Segment Start: Study text

Statistics

 

Protein-peptide complexes

clusterT2_75_website.png

Figure 1. Protein-peptide dataset. PepX contains 505 unique protein-peptide interface clusters from 1431 PDBs, representing the diversity of structural information on protein-peptide complexes available in the PDB. 47% of all protein-peptide complexes available from the PDB are clustered within only 10 classes, containing complexes with peptides bound to MHC, thrombins, α-ligand binding domains, SH3 domains, PDZ domains and other.

lengthLigand.png

Figure 2. Distribution of ligand size in the database as the percentage of complexes for each ligand length. The smallest ligand considered is 5 amino acids long, the longest consists of 35 residues. Circa 70% of all peptides lies within the [5-15] residue range.

lengthReceptor.png

Figure 3. Distribution of receptor size in the database as the percentage of complexes for each receptor length. The largest protein in the complexes contains 2552 amino acid residues; the shortest considered is 35 residues long. Most proteins are smaller than 600 residues, with a peak in the [300-400] range.

cdhit_fullPepx.png

 Figure 4. Receptor sequence redundancy within the PepX database for all complexes (blue) and the centroid set (red). The receptor sequences in the PepX database were clustered with the cd-hit algorithm for various thresholds of sequence identity, from removing identical sequences up to 40% sequence identity. Although there is large sequence redundancy within the database, this does not always reflect a redundancy in binding modes.  For instance, removing only identical sequences (100%) results in a loss of more than 60% of all complexes and more than 20% of the centroids, showing that some receptors bind in different structural modes.

Segment End: Study text

# Task requirements:
- 1) Repeat the part of the PepX statistics page starting at "cdhit_fullPepx.png" and ending at "different structural modes.".
- 2) According to the PepX statistics page, how many amino acid residues does the largest protein in the complexes contain?
- 3) Condense the paragraph of the PepX statistics page that begins "Figure 3. Distribution of receptor size" into a short list of its main facts.
The records after this point are separate material, unrelated to the PepX statistics page.

Segment Start: Supplied entries

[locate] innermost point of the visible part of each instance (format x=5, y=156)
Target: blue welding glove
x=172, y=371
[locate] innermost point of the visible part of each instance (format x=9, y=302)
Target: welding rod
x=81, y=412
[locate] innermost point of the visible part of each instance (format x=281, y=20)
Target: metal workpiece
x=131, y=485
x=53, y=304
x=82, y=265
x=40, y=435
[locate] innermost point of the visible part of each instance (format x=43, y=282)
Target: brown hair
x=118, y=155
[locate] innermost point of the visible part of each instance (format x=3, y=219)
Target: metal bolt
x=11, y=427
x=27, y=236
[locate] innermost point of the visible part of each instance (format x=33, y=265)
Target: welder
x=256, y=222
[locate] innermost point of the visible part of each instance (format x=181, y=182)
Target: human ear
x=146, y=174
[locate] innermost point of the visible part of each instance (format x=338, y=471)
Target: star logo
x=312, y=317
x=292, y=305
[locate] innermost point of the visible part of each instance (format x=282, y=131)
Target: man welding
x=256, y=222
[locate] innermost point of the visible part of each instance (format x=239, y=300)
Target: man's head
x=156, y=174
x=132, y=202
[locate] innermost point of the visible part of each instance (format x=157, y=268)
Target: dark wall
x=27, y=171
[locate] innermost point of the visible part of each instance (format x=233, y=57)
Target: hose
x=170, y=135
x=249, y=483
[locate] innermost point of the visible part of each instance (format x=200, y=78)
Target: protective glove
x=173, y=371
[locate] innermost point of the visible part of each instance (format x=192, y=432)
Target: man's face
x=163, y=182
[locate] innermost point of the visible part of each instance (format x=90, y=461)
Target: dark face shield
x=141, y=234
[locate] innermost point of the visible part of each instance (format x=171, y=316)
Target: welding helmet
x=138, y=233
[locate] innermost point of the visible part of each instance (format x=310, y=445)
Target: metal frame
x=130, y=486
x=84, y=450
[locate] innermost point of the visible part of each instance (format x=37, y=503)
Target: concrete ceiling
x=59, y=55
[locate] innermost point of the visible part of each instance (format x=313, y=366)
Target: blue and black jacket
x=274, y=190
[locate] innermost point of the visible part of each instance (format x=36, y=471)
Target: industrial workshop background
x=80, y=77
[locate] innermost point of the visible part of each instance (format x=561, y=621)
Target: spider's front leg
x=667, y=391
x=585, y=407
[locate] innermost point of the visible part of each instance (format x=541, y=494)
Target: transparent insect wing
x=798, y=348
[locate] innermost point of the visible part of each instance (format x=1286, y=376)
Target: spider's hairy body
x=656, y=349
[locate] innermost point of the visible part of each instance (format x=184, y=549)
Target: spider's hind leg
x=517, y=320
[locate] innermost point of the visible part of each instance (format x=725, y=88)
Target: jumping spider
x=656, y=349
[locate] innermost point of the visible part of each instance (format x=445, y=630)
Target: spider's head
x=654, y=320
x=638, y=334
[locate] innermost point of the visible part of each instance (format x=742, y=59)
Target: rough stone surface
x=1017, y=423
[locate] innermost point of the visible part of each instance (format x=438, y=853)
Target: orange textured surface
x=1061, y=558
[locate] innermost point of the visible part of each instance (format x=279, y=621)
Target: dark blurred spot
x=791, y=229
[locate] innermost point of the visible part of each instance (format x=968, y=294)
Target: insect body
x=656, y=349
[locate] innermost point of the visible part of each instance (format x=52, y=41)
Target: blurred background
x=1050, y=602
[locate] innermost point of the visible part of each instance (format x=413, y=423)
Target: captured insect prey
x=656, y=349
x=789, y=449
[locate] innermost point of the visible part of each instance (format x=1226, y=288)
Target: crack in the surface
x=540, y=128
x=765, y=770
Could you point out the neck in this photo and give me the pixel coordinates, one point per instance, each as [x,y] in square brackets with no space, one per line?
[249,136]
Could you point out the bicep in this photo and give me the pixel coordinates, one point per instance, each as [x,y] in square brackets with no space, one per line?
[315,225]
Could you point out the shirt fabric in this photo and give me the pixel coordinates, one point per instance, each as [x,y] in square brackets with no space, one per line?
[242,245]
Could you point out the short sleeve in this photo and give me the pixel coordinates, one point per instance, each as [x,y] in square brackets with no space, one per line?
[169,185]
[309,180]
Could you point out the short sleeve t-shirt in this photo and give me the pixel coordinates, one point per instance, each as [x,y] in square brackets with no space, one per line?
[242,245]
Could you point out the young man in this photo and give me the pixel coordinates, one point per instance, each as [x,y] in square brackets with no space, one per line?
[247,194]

Segment End: Supplied entries

# Task-by-task answers:
- 1)
cdhit_fullPepx.png

 Figure 4. Receptor sequence redundancy within the PepX database for all complexes (blue) and the centroid set (red). The receptor sequences in the PepX database were clustered with the cd-hit algorithm for various thresholds of sequence identity, from removing identical sequences up to 40% sequence identity. Although there is large sequence redundancy within the database, this does not always reflect a redundancy in binding modes.  For instance, removing only identical sequences (100%) results in a loss of more than 60% of all complexes and more than 20% of the centroids, showing that some receptors bind in different structural modes.

- 2) 2552 amino acid residues.

- 3)
- Figure 3 shows the percentage of complexes at each receptor length.
- Largest receptor: 2552 residues; shortest: 35 residues.
- Most proteins have fewer than 600 residues.
- The peak falls in the [300-400] residue range.